Entries provided ::
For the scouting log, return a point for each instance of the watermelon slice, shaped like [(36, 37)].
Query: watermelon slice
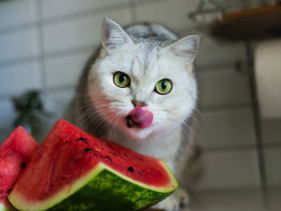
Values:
[(15, 152), (73, 170)]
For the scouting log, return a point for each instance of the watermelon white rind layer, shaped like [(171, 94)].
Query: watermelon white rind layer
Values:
[(5, 207), (102, 189)]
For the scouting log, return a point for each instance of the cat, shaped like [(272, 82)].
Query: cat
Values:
[(139, 90)]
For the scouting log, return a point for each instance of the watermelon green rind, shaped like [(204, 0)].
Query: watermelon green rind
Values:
[(94, 190), (4, 207)]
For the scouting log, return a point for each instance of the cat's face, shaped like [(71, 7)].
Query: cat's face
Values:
[(153, 75)]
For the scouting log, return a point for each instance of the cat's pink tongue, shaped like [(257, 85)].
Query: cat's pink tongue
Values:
[(140, 116)]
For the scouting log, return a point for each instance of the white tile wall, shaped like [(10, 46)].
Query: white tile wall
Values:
[(172, 14), (19, 45), (230, 170), (223, 87), (79, 33), (54, 8), (271, 130), (58, 100), (16, 13), (227, 201), (212, 52), (228, 128), (65, 71), (274, 202), (273, 167), (17, 79)]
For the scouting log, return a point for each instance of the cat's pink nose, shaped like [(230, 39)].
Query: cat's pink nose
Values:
[(140, 116)]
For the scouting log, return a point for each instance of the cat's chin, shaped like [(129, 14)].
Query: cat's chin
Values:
[(137, 133)]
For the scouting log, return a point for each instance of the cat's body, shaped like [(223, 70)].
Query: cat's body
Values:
[(147, 56)]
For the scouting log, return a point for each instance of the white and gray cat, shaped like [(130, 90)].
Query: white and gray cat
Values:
[(139, 90)]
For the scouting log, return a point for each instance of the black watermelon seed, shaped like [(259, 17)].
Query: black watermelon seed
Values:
[(109, 158), (23, 165), (83, 139), (88, 150), (131, 169)]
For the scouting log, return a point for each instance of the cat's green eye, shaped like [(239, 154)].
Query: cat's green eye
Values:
[(163, 87), (121, 79)]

Required work :: Could you restate every record above word for word, leaving the pictures out?

Output of the task ::
For the scouting log, return a point for each instance of the watermelon slice, shaped like [(36, 37)].
Query: watermelon slice
Values:
[(15, 152), (73, 170)]
For the scouting log, return a point for each instance of the watermelon white rind layer, shaped like [(171, 94)].
Query: watermelon white rind layer
Values:
[(5, 207), (102, 189)]
For the scouting log, return a point for each instance of the cat, shaped like [(272, 82)].
Query: cat
Values:
[(139, 90)]
For the scouting log, return a point for each instance of the watermelon green rind, shaped like [(204, 0)].
Query: watermelon green rind
Values:
[(94, 190), (4, 207)]
For the scouting log, return a point for each instance of the cat's face, shaped like [(71, 7)].
Query: cat's face
Values:
[(153, 75)]
For the scouting log, return a point for each instance of the cat's pink tongue, shaped like [(257, 85)].
Query: cat's pink tongue
Values:
[(140, 116)]
For the scouting log, return a point for each instance of the white tile wall, shaped like [(10, 46)].
Query: white tile wall
Values:
[(172, 14), (19, 45), (230, 170), (223, 87), (79, 33), (54, 8), (271, 130), (58, 100), (16, 13), (227, 201), (212, 52), (228, 128), (65, 71), (274, 202), (273, 167), (17, 79)]
For the scouting log, return a point for each instance of the cat's pink nose, shaped like [(230, 39)].
Query: cat's pink nose
Values:
[(140, 116)]
For the scouting log, return a point for each instance of the cat's chin, shaped like [(129, 14)].
Query: cat's chin
Values:
[(137, 133)]
For the scouting log, return a point for each instance of the cat's body, shaped like [(223, 70)].
Query: cat's body
Values:
[(147, 56)]
For the scouting log, return a point for each instance of the white and gray cat, shaped like [(130, 90)].
Query: white and gray cat
Values:
[(139, 90)]
For the scouting log, return a point for each instance of the black watermelon seed, shaped like [(259, 17)].
Query: black watermelon seed
Values:
[(109, 158), (23, 165), (83, 139), (88, 150), (131, 169)]
For the scouting log, return a point for each instance of the cat's green eye, shaped like [(239, 154)].
Query: cat's green eye
Values:
[(163, 87), (121, 79)]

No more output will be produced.